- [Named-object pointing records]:

______

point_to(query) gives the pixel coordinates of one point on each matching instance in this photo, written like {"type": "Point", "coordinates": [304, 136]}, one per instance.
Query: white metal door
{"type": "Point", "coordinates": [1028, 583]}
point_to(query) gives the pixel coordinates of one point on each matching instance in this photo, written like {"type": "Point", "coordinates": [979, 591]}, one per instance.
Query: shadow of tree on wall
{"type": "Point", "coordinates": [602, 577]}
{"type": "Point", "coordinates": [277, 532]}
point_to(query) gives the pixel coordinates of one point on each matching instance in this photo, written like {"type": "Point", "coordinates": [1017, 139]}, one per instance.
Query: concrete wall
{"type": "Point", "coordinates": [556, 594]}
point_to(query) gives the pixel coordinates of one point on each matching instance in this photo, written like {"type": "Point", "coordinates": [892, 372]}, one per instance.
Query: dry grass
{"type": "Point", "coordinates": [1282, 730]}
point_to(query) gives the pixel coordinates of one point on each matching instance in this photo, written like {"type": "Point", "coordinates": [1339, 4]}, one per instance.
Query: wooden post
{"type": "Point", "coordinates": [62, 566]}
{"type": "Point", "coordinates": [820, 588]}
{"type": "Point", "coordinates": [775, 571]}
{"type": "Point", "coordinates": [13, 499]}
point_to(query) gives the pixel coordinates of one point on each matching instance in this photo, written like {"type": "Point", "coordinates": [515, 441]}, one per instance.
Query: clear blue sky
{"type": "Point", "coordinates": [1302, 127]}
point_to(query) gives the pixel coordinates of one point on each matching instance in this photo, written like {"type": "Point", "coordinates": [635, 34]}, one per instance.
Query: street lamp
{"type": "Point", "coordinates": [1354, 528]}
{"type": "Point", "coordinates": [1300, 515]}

______

- [Requirements]: Would you restate each of the entries word for word?

- [Output for this exercise]:
point_to(query) gives the pixel coordinates of one point on each matching instance in this photo, written like {"type": "Point", "coordinates": [304, 136]}, one per instance.
Query: white metal door
{"type": "Point", "coordinates": [1028, 583]}
point_to(query) gives the pixel coordinates of one point on each matching instance in this photo, written like {"type": "Point", "coordinates": [979, 591]}, one per instance.
Query: shadow of tree on wall
{"type": "Point", "coordinates": [602, 577]}
{"type": "Point", "coordinates": [277, 532]}
point_to(query) gives the pixel coordinates of one point on each matching instance in this photo, written like {"type": "Point", "coordinates": [1017, 139]}, one per instance.
Query: concrete wall
{"type": "Point", "coordinates": [556, 594]}
point_to(query) gives the pixel coordinates of one point on each matching instance in this photo, written like {"type": "Point", "coordinates": [892, 372]}, one per instance.
Query: dry grass
{"type": "Point", "coordinates": [1282, 730]}
point_to(query) gives the pixel coordinates of one point on each matching instance in this photo, written like {"type": "Point", "coordinates": [1339, 4]}, one per instance.
Query: wooden post
{"type": "Point", "coordinates": [62, 566]}
{"type": "Point", "coordinates": [820, 588]}
{"type": "Point", "coordinates": [775, 571]}
{"type": "Point", "coordinates": [13, 499]}
point_to(query) gives the pixel coordinates of one point on each matching instance in this photo, written like {"type": "Point", "coordinates": [515, 441]}, one per instance.
Query: clear blue sky
{"type": "Point", "coordinates": [1302, 127]}
point_to(query) gives the pixel coordinates of one point on each matching instance in this photo, written like {"type": "Point", "coordinates": [635, 34]}, one per instance.
Query: street lamp
{"type": "Point", "coordinates": [1354, 528]}
{"type": "Point", "coordinates": [1300, 515]}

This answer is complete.